● Tasks to complete:
- a) In the fishing thread below, set down word for word the passage that begins at "# Huron River" and stops after "(Mar 25, 2007)".
- b) According to the fishing thread below, which stretch of the river is easily wadeable under most conditions?

● Text shown:
------------
# Huron River Island Lake area/ Brighton



## MFPS (Jun 21, 2009)

Does anyone have any insight or advice they can give as to the type of fishing and general areas to fish...


----------



## Chromedoggy (Mar 25, 2007)

MFPS said:


> Does anyone have any insight or advice they can give as to the type of fishing and general areas to fish...



The entire river through the park is fishable with all warmwater species available. The dam to Kensington road is easily wadeable under most conditions.


----------



## Kelly Johnson (May 22, 2005)

Water's extremely low and fishing is pretty poor currently.


----------



## MFPS (Jun 21, 2009)

I was looking for some late spring early summer fishing with the wife.


----------



## MAttt (Dec 15, 2004)

Kelly Johnson said:


> Water's extremely low and fishing is pretty poor currently.


Not below the Kent Lake Dam atm since it is blasting due
to the annual 3 foot lowering of the Lake.

MFPS
You looking to fish from shore, wade,canoe?
Quite a bit of the river is wadeable and a couple of access points in the
park along with canoe and kayak rentals.


----------



## MFPS (Jun 21, 2009)

I was looking at fishing from US 23 in Brighton into Brighton rec. anyone ever had any luck up that far?


----------
------------
● Supplied data:
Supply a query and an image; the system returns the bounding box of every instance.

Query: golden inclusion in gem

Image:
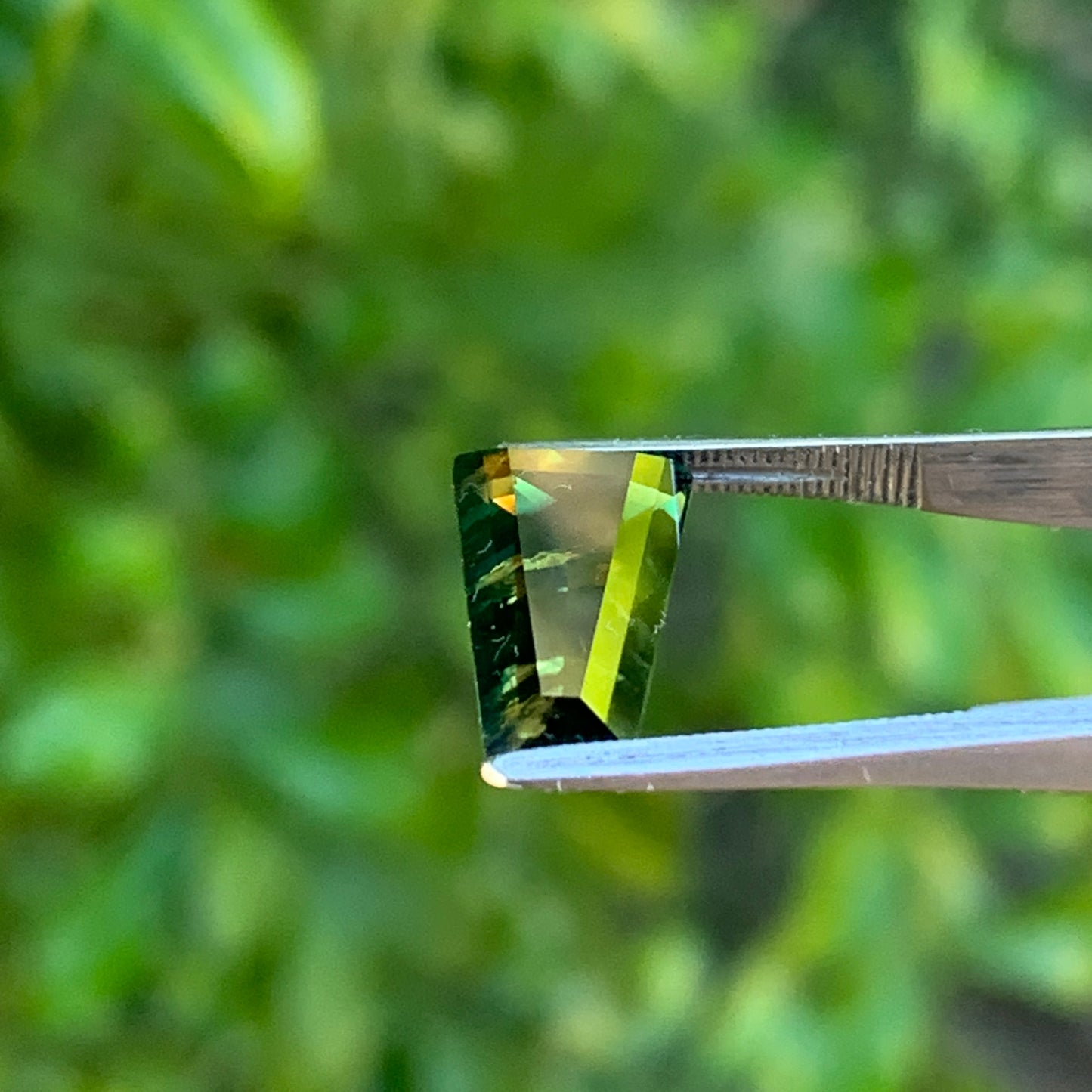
[456,447,688,754]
------------
● Answers provided:
- a)
# Huron River Island Lake area/ Brighton



## MFPS (Jun 21, 2009)

Does anyone have any insight or advice they can give as to the type of fishing and general areas to fish...


----------



## Chromedoggy (Mar 25, 2007)

- b) The stretch from the dam to Kensington road.